背景: COVID-19パンデミック初期、航空機による移動が感染拡大の重要な要因となりました。これにより、航空業界は莫大な経済的損失を被りました。2020年1月から2021年1月までの間に、航空会社の旅客運航収入は約3700億ドル、世界の観光業は2000億ドルの損失を記録しました。2023年末までに航空業界はパンデミック前の94%まで回復しましたが、SARS-CoV-2の感染予防は依然として公衆衛生上の優先事項です。

航空機内は密閉空間で社会的距離の確保が難しいため、SARS-CoV-2の空気感染リスクが高いとされています。しかし、フライト時間や厳格なマスク着用などの要因が航空機内での感染リスクにどのような影響を与えるかについては、まだ十分な情報が集約されていませんでした。

方法: 研究チームは、2020年1月24日から2021年4月20日までの期間に発表された、商業航空機でのSARS-CoV-2感染に関する論文を系統的にレビューしました。Scopus、Web of Science、LitCovidのデータベースを用いて文献を検索し、以下の基準で論文を選択しました:

  • 感染源となる乗客(インデックスケース)が特定されている

  • フライト時間が明記されているか、特定可能である

  • 商業航空機に関するもの

  • 機内感染が確認されているもの

選択された論文から、フライト時間、マスク着用の有無、感染者数などのデータを抽出しました。フライトは短距離(3時間未満)、中距離(3〜6時間)、長距離(6時間超)に分類されました。

データ分析には負の二項回帰モデルを使用し、フライト時間と感染率の関係を調査しました。また、バイアスのリスク評価やE値の計算も行いました。

結果:

  1. 分析対象フライト数と感染状況

  • 合計50のフライトが分析対象となりました。

  • 内訳は、短距離26便、中距離12便、長距離12便でした。

  • 全体の70%(35便)では機内感染は報告されませんでした。

  1. 感染比率(感染者数/インデックスケース数)

  • 感染が確認されたフライトの感染比率の中央値は0.67でした。

• 演習の構成
[1] 航空機内感染の研究に関する文章について、次の問いに答えよ。
(a) 2023年末までに、航空業界はパンデミック前の何%まで回復したか。
(b) 中距離フライトは何時間と分類されたか。
(c) 分析対象となった長距離フライトは何便か。
[2] 航空機内感染の研究に関する文章を、最後の文の後から書き継げ。

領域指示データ
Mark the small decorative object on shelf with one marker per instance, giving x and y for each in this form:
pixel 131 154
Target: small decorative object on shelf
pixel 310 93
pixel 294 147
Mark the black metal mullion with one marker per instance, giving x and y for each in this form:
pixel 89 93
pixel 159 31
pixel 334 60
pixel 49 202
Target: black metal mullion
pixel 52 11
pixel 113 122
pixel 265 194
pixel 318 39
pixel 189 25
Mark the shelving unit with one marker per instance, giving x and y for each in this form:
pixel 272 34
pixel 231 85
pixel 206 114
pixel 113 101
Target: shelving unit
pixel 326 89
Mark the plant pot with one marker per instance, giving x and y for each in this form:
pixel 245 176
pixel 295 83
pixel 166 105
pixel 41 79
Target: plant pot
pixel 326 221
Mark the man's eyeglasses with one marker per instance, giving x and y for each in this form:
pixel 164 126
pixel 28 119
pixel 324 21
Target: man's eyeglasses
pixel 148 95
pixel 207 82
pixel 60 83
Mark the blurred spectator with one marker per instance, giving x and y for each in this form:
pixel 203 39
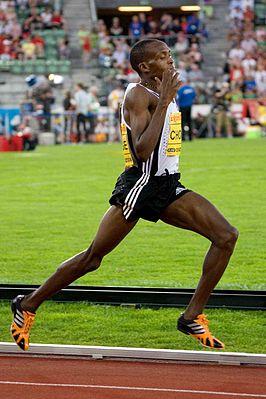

• 記述解答
[1]
(a) 94%
(b) 3〜6時間
(c) 12便

[2]
  • 短距離便:0.50(四分位範囲:0.21-0.92)

  • 中距離便:0.29(四分位範囲:0.11-1.83)

  • 長距離便(マスク非強制):7.00(四分位範囲:0.79-13.75)

  1. フライト時間と感染リスクの関係

  • 短距離便と比較して:

    • 中距離便は4.66倍(95%信頼区間:1.01-21.52、p < 0.0001)

    • 長距離便(マスク非強制)は25.93倍(95%信頼区間:4.1-164、p < 0.0001) の感染率増加が見られました。

  • フライト時間が1時間増えるごとに、感染率は1.53倍(95%信頼区間:1.19-1.66、p < 0.001)増加しました。

  1. マスク着用の効果

  • マスク着用が厳格に実施された長距離便(6便)では、感染例は報告されませんでした。

  1. その他の観察結果

  • 感染源からの距離は、必ずしも感染リスクの最良の予測因子ではありませんでした。

  • 2時間のフライトでは5列離れた乗客、5時間のフライトでは6列離れた乗客、7.5時間と10時間のフライトでは2m以上離れた乗客の感染例が報告されました。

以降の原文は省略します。